[TRY IT] Nothing belongs in the answer except the lines of the material that include "post".

....................

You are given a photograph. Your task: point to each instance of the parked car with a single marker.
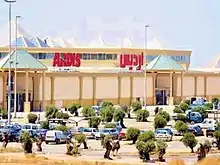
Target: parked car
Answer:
(90, 132)
(55, 136)
(214, 143)
(169, 130)
(97, 109)
(196, 130)
(30, 126)
(32, 133)
(107, 131)
(42, 133)
(163, 135)
(122, 135)
(207, 123)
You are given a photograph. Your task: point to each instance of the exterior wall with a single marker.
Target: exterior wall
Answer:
(106, 87)
(188, 86)
(66, 88)
(212, 86)
(1, 90)
(200, 86)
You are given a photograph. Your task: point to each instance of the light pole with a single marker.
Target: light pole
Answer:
(9, 68)
(15, 71)
(145, 71)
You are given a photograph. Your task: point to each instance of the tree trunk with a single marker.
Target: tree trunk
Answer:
(122, 123)
(85, 145)
(147, 156)
(134, 141)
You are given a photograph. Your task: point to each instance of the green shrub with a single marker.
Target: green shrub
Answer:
(208, 106)
(187, 102)
(110, 125)
(178, 110)
(215, 100)
(59, 115)
(88, 112)
(94, 122)
(132, 134)
(50, 112)
(44, 124)
(159, 121)
(107, 113)
(73, 109)
(181, 117)
(32, 118)
(80, 138)
(65, 116)
(136, 106)
(165, 115)
(201, 110)
(181, 127)
(146, 145)
(142, 115)
(190, 141)
(107, 104)
(27, 142)
(62, 128)
(146, 136)
(184, 106)
(217, 137)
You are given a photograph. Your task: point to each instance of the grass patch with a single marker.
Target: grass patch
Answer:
(11, 150)
(33, 160)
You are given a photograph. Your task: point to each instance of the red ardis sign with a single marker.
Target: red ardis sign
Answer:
(131, 60)
(66, 60)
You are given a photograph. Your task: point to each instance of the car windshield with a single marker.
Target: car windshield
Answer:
(105, 131)
(26, 127)
(87, 130)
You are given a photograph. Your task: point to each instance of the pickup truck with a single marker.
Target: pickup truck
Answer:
(192, 117)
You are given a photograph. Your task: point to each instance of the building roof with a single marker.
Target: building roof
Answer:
(22, 41)
(163, 62)
(38, 42)
(25, 61)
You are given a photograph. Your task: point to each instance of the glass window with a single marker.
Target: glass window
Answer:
(86, 56)
(114, 56)
(101, 56)
(108, 56)
(94, 56)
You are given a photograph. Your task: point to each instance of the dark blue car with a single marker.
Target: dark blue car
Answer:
(169, 130)
(196, 130)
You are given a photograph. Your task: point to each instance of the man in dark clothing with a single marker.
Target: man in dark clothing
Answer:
(4, 139)
(108, 147)
(39, 143)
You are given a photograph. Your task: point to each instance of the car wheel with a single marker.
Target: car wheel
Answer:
(57, 141)
(214, 144)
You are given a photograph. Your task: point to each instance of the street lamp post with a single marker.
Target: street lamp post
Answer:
(145, 71)
(15, 78)
(9, 68)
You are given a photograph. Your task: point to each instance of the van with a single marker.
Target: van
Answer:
(31, 126)
(55, 136)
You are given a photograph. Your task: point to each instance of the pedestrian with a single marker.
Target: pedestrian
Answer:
(39, 143)
(4, 139)
(108, 147)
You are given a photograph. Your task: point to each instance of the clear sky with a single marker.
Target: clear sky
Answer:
(182, 24)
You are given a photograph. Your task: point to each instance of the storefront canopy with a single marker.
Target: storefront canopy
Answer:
(25, 61)
(164, 63)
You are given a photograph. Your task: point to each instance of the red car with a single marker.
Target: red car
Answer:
(122, 135)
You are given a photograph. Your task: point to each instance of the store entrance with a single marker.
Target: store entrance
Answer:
(20, 101)
(161, 97)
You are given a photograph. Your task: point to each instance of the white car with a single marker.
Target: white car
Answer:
(207, 123)
(163, 135)
(55, 136)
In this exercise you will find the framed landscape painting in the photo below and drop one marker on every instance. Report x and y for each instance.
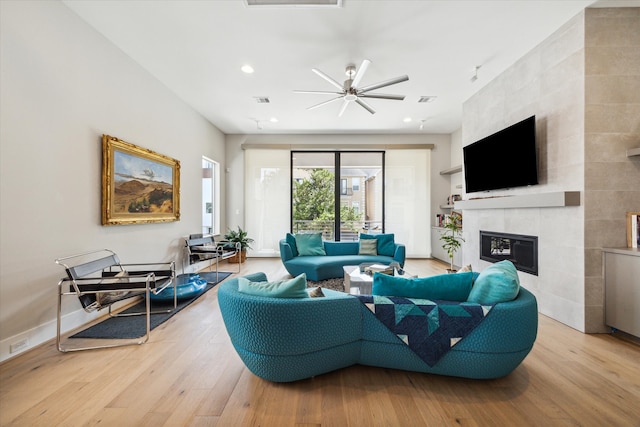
(138, 185)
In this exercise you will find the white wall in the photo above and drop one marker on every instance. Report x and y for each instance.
(62, 86)
(440, 159)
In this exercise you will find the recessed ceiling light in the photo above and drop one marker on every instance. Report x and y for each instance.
(427, 98)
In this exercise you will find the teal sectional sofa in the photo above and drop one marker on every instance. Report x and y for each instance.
(284, 339)
(338, 254)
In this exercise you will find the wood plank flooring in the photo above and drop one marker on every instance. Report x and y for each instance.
(188, 374)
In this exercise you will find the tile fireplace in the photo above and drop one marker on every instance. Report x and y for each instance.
(522, 250)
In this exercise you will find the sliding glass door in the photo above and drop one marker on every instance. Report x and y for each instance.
(342, 204)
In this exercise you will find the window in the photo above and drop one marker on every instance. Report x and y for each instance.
(210, 196)
(267, 183)
(343, 187)
(315, 198)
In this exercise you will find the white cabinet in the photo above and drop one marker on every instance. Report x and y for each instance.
(622, 289)
(438, 252)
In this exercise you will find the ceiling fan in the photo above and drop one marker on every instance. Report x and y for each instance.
(350, 92)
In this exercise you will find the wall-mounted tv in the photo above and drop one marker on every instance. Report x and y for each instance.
(505, 159)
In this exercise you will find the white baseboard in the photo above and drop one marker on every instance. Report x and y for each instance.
(42, 333)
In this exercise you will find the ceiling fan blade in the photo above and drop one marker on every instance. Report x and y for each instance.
(321, 92)
(324, 103)
(360, 73)
(383, 84)
(365, 106)
(382, 96)
(344, 107)
(327, 78)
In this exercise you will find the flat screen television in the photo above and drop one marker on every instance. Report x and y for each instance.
(505, 159)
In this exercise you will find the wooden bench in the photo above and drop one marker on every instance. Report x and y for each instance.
(202, 248)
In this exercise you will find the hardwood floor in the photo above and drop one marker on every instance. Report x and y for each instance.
(188, 374)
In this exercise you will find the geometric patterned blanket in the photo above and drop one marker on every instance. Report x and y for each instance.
(429, 328)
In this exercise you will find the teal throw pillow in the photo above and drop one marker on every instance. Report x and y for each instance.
(368, 247)
(291, 240)
(445, 287)
(497, 283)
(386, 243)
(292, 288)
(310, 244)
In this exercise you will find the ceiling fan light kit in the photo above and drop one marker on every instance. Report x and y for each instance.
(349, 91)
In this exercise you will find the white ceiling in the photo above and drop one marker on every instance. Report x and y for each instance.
(196, 48)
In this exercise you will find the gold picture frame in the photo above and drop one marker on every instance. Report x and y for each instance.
(138, 185)
(633, 221)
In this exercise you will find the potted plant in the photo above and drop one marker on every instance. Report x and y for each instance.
(452, 236)
(232, 238)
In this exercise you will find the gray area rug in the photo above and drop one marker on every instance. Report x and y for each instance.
(336, 284)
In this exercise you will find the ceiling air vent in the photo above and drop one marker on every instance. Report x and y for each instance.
(295, 3)
(427, 98)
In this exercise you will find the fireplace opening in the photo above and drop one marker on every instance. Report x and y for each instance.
(521, 250)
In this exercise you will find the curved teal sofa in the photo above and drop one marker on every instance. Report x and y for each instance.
(284, 339)
(339, 254)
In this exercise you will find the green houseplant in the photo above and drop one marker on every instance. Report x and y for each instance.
(234, 237)
(452, 236)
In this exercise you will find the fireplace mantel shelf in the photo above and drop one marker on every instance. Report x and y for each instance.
(540, 200)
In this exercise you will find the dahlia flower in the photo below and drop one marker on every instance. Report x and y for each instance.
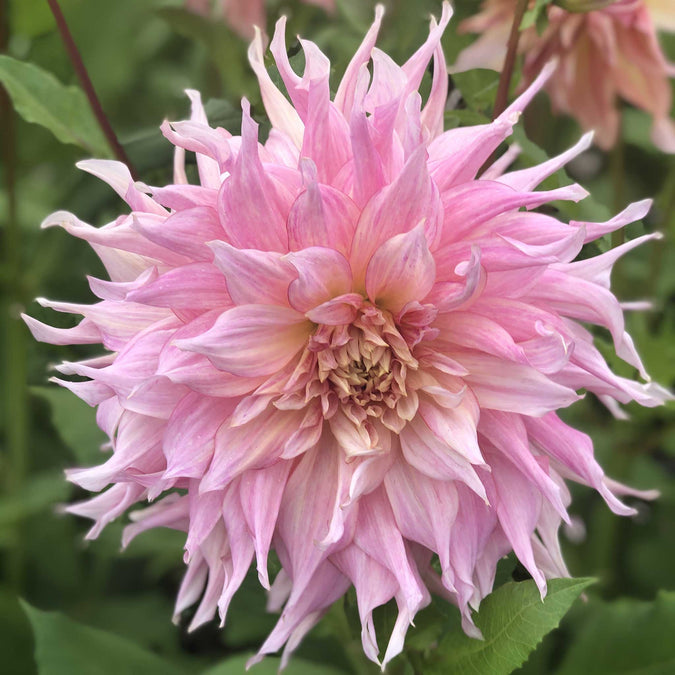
(243, 15)
(345, 347)
(604, 55)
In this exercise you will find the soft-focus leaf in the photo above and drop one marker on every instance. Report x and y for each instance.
(65, 647)
(625, 637)
(270, 666)
(40, 98)
(534, 15)
(15, 636)
(462, 117)
(41, 492)
(478, 87)
(513, 620)
(75, 421)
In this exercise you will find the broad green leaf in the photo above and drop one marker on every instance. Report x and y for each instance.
(40, 98)
(65, 647)
(513, 620)
(41, 491)
(625, 637)
(75, 421)
(15, 636)
(270, 666)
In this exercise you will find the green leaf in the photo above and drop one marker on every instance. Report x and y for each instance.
(462, 117)
(40, 98)
(478, 87)
(513, 620)
(40, 492)
(625, 637)
(75, 421)
(534, 15)
(65, 647)
(270, 666)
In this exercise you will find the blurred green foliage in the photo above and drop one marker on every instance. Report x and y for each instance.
(114, 609)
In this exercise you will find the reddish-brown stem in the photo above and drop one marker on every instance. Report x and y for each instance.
(510, 60)
(85, 81)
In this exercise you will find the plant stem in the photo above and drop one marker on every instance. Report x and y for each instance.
(14, 357)
(510, 60)
(87, 85)
(617, 167)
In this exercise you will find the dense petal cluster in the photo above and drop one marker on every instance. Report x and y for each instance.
(343, 346)
(603, 55)
(243, 15)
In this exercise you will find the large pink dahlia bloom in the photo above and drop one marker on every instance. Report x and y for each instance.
(243, 15)
(344, 346)
(602, 56)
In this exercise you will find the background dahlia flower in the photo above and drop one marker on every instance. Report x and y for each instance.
(243, 15)
(604, 55)
(344, 346)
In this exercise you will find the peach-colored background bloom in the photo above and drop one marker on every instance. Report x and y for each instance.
(603, 55)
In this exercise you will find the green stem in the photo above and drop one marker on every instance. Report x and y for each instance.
(14, 357)
(617, 167)
(510, 60)
(667, 226)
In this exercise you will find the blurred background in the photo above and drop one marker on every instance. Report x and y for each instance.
(141, 55)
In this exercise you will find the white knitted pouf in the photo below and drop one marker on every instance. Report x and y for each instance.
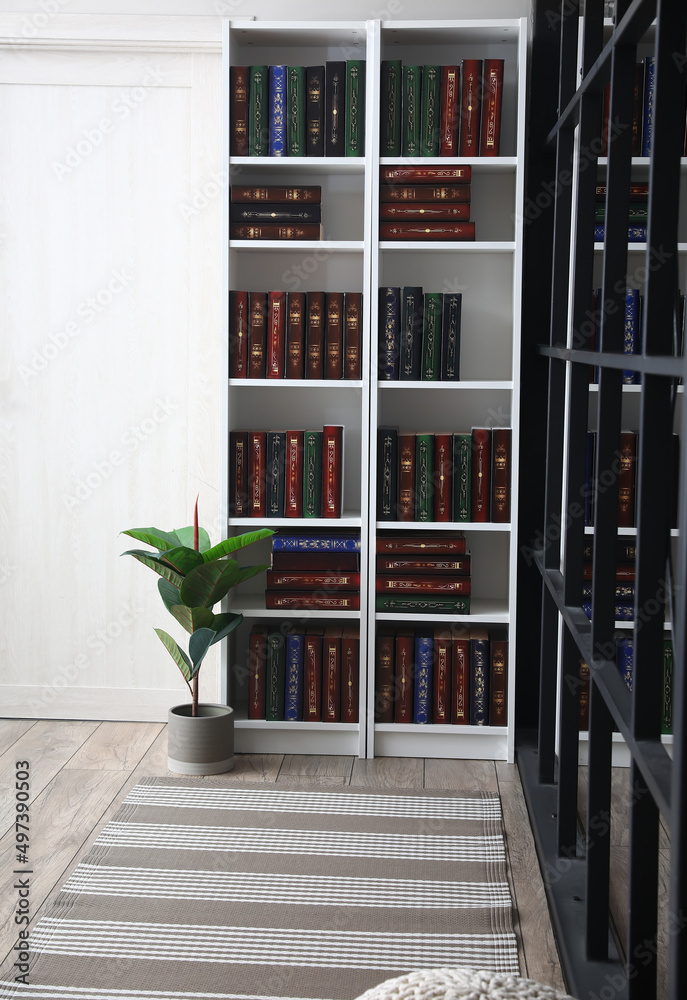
(461, 984)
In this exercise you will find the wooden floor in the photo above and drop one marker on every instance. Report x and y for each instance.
(80, 772)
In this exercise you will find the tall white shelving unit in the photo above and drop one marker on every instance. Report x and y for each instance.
(488, 272)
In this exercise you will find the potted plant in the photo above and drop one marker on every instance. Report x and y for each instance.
(194, 577)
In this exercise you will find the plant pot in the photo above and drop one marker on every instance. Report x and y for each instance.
(201, 744)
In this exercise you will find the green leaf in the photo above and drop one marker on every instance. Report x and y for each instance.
(193, 618)
(155, 563)
(238, 542)
(178, 655)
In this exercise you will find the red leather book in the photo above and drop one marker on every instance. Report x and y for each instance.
(492, 98)
(238, 111)
(406, 477)
(314, 336)
(470, 107)
(404, 650)
(331, 674)
(423, 543)
(257, 651)
(424, 564)
(498, 682)
(239, 464)
(441, 679)
(333, 335)
(257, 303)
(426, 175)
(311, 194)
(443, 478)
(481, 473)
(332, 470)
(295, 334)
(256, 478)
(415, 211)
(460, 681)
(353, 335)
(238, 334)
(276, 334)
(350, 671)
(311, 580)
(500, 474)
(312, 674)
(384, 675)
(293, 464)
(424, 192)
(450, 83)
(396, 583)
(427, 231)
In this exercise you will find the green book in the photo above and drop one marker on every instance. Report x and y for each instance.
(431, 337)
(412, 97)
(275, 678)
(431, 110)
(462, 470)
(355, 107)
(391, 100)
(295, 117)
(258, 112)
(312, 474)
(424, 471)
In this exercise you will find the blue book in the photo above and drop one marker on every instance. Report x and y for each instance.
(277, 106)
(389, 325)
(424, 661)
(479, 677)
(293, 701)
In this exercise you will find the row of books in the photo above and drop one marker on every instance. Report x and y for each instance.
(295, 473)
(419, 334)
(303, 674)
(298, 110)
(441, 110)
(447, 676)
(444, 477)
(295, 335)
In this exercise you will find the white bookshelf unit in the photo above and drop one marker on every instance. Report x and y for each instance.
(488, 273)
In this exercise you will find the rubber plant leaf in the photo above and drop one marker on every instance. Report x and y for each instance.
(178, 655)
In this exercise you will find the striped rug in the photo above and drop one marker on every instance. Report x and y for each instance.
(202, 890)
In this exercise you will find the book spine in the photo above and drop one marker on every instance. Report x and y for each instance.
(450, 336)
(312, 474)
(258, 117)
(293, 695)
(333, 339)
(296, 111)
(424, 662)
(293, 464)
(295, 335)
(391, 100)
(355, 107)
(481, 473)
(314, 110)
(238, 76)
(238, 337)
(257, 304)
(387, 473)
(335, 109)
(431, 111)
(353, 311)
(490, 129)
(314, 356)
(500, 474)
(389, 333)
(332, 470)
(274, 474)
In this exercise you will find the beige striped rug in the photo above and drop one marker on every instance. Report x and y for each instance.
(207, 890)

....................

[RESULT]
You are given a photograph. Your task: point to each instance of the street lamp post with a single marker.
Target: street lamp post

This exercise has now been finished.